• [Required action A]:
In the anxiety tips, what can help with the first three strategies?
• [Required action B]:
Name every numbered strategy in the anxiety tips.
• [Required action C]:
Write what comes next in the anxiety tips, picking up after the seventh one.

• [Reading passage]:
1. Accept your anxiety. Anxiety is a feeling. Feelings are automatic, responses to stimuli, which come from a primitive part of your nervous system. Feeling anxious might be unpleasant and confusing at times, but it is not a matter of choice.
  2. Don’t judge yourself for having anxiety. Having anxiety does not mean you are weak,  stupid or abnormal  – anxiety is a feeling – feelings originate in the survival part of your nervous system which tends to treat everything as a threat until proven otherwise (If you’re a cave-man living in the jungle its better to misread a safe situation for a dangerous one than vice-versa). Having anxiety is human.
  3. Learn to live in the present. Anxiety tends to take your attention away from the present. This can prevent you from enjoying life.  Anxious people often feel disconnected from what is going on around them.  Learning to Meditate can help with the above three strategies.
  4. Focus your attention on something else – direct your attention toward something interesting (but not too exciting) and relaxing. Eg; counting backwards in 3’s from 100,  Bilateral stimulation – as found on Anxiety Release with bilateral stimulation’).
  5. Do something that makes you feel better – Do something physical which makes you feel calm and confident (talking with a friend, playing with your dog, walking on a beach).
  6. Think of something which makes you feel better – remember a time when you overcame a challenge and felt good about yourself.
  7. Change your perspective. Anxiety generally involves seeing negative circumstances too “up close”  – imagine you can telescope your attention backwards so that you can see the problem with more distance.  Compared with other things in your life or the world, is it really so big and bad?

• [Data]:
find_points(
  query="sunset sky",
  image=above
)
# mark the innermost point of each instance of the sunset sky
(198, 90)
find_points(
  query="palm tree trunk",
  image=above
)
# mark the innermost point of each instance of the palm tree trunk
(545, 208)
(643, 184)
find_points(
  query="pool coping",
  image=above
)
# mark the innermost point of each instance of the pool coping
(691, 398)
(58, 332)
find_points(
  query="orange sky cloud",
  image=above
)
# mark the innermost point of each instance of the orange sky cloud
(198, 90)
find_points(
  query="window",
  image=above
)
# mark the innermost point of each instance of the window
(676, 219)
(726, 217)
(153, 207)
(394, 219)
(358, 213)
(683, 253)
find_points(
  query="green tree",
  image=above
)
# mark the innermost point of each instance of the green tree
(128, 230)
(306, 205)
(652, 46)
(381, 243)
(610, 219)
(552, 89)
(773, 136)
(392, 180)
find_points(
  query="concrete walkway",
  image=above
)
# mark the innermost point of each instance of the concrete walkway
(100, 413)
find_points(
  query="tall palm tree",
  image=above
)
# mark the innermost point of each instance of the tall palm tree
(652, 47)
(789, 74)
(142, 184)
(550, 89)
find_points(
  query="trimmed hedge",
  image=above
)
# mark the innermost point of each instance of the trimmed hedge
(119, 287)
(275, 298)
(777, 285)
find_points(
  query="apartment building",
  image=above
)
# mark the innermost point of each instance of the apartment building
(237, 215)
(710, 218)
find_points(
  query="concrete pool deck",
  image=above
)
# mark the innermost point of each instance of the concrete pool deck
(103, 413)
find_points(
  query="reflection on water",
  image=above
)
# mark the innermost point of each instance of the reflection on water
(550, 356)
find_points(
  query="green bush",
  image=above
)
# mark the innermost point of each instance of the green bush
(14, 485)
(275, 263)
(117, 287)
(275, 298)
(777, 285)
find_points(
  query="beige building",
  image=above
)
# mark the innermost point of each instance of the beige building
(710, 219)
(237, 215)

• [Written answer A]:
Learning to meditate.

• [Written answer B]:
1. Accept your anxiety.
2. Don't judge yourself for having anxiety.
3. Learn to live in the present.
4. Focus your attention on something else.
5. Do something that makes you feel better.
6. Think of something which makes you feel better.
7. Change your perspective.

• [Written answer C]:
  8. Avoid situations or people which make you feel anxious. Anxiety is there to warn you of danger. Unless there is some good reason why you should tolerate things which make you feel anxious, (eg; living or working in a war zone) you should avoid them. One of the most important antidotes to feeling anxious is feeling SAFE.
  9. Deal with your past. If your anxiety is part of a painful memory make a commitment to deal with that memory. (Changing memories involves; 1) ‘opening’ the memory file-folder in your mind 2) linking the memory to alternative memories or experiences of self-mastery and control, 3) reviewing the memory in the light of new information). If you need help try seeing an EMDR-trained therapist. Or get a copy of Shapiro’s ‘Getting past your past’ (Rodale, 2013).
  10. Change your thinking. Try and identify any self-defeating expectations, attitudes or beliefs you have which might be maintaining your anxiety (eg; I must not make a  mistake, I must keep everybody happy, my needs don’t count etc). Note; these are often unconscious and may require considerable introspection to uncover. A therapist trained in Schema Therapy or Cognitive behavioural Therapy can help.